(Selected text)
I think there's an alternative to this that lets you keep the original pipe version when `shopt -s lastpipe` is set, but I couldn't get it to work with a little experimentation.
Also be aware that in all of these, standard input inside the loop is redirected. So if you want to prompt a user for input, you need to explicitly read from `/dev/tty`.
My point with all this isn't that you should use the above example every single time, but that all of the (mis)features of shell compose extremely badly. Even piping to a loop causes weird changes in the environment that you now have to work around with other approaches. I wouldn't be surprised if there's something still terribly broken about that last example.
You have really proven your point even more than you meant to. Unfortunately none of these examples are robust.
The "-r" flag allows backslash escaping record terminators. The "find" command doesn't do such escaping itself, so that flag will cause files with backslashes at the end to concatenate themselves with the next file.
Furthermore, if IFS='' is not placed before each instance of read, or set somewhere earlier in the program, than each run of white-space in a filename will be converted into a single space.
EDIT: I proved your point even more. The "-r" flag does the opposite of what I thought it did, and disables record continuation. So the correct way to use read would be with IFS='' and the -r flag.
Both `find -exec` and xargs expect an executable command whereas `while read; ...; done` executes inline shell code.
Of course you can pass `sh -c '...'` (or Bash or $SHELL) to `find -exec` or xargs but then you easily get into quoting hell for anything non-trivial, especially if you need to share state from the parent process to the (grand) child process.

(Problems)
• A. Copy word for word the part of the thread on shell loops from "You have really" up to and including "the next file.".
• B. List each distinct item that the thread on shell loops sets off in backticks.
• C. Write the next part of the thread on shell loops, continuing after its last sentence.

(Dataset excerpt)
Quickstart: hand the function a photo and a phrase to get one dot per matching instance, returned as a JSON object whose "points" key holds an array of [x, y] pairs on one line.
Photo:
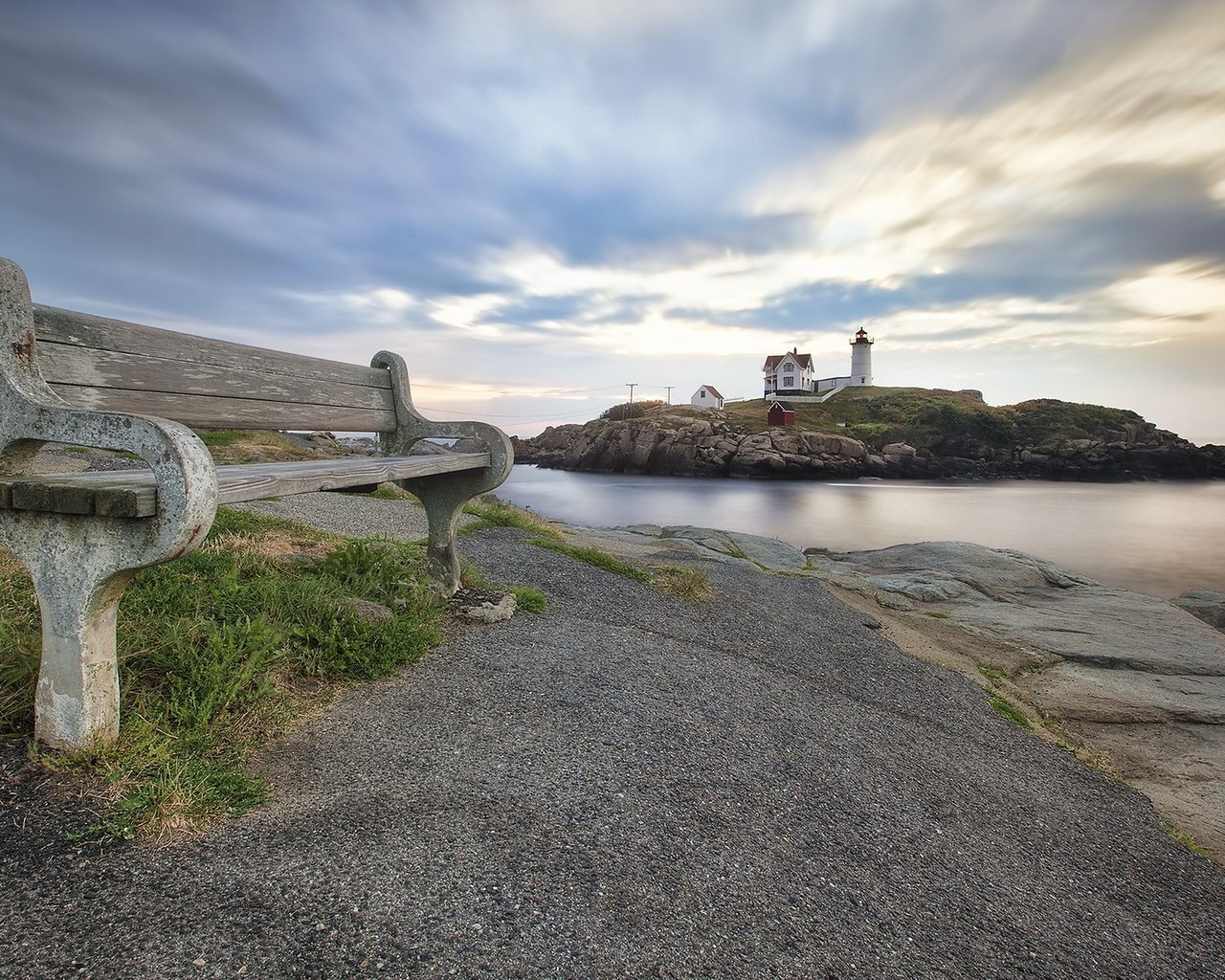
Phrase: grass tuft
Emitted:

(Results for each task)
• A.
You have really proven your point even more than you meant to. Unfortunately none of these examples are robust.
The "-r" flag allows backslash escaping record terminators. The "find" command doesn't do such escaping itself, so that flag will cause files with backslashes at the end to concatenate themselves with the next file.

• B.
shopt -s lastpipe
/dev/tty
find -exec
while read; ...; done
sh -c '...'

• C.
You can actually get `find -exec` and xargs to execute a function defined in the parent shell script (the one that's running the `find -exec` or xargs child process) using `export -f` but to me this feels like a somewhat obscure use case versus just using an inline while loop.
I will sometimes use the "| while read" syntax with find. One reason for doing so is that the "-exec" option to find uses {} to represent the found path, and it can only be used ONCE. Sometimes I need to use the found path more than once in what I'm executing, and capturing it via a read into a reusable variable is the easiest option for that.
I'd say I use "-exec" and "| while read" about equally, actually. And I admittedly almost NEVER use xargs.
When you don't want to waste your time and sanity and happiness being in doubt and then throwing away all you've done and switching to a new language in mid stream, just don't even start using a terribly crippled shell scripting language in the first place, also and especially including awk.
The tired old "stick to bash because it's already installed everywhere" argument is just as weak and misleading and pernicious as the "stick to Internet Explorer because it's already installed everywhere" argument.
It's not like it isn't trivial to install Python on any system you'll encounter, unless you're programming an Analytical Engine or Jacquard Loom with punched cards.
In most places where I run shell scripts, there is no Python. There could be if I really wanted it but it's generally unnecessary waste.
On top of it, shell is better than Python for many things, not to mention faster.
It's also, as you mentioned, ubiquitous.
In the end, choose the tool that makes more sense. For me, a lot of the time, that's a shell script. Other times it may be Python, or Go, or Ruby, or any of the other tools in the box.
A waste of what, disk space? I'd much rather waste a few megabytes of disk space than hours or days of my time, which is much more precious. And what are you doing on those servers, anyway? Installing huge amounts of software, I bet. So install a little more!
For decades, on most Windows computers I run web browsers, there's always Internet Explorer. So do you still always use IE because installing Chrome is "wasteful"? It's a hell of a lot bigger and more wasteful than Python. As I already said, that is a weak and misleading and pernicious argument.
So what exactly is bash better than Python at, besides just starting up, which only matters if you write millions of little bash and awk and sed and find and tr and jq and curl scripts that all call each other, because none of them are powerful or integrated enough to solve the problem on their own.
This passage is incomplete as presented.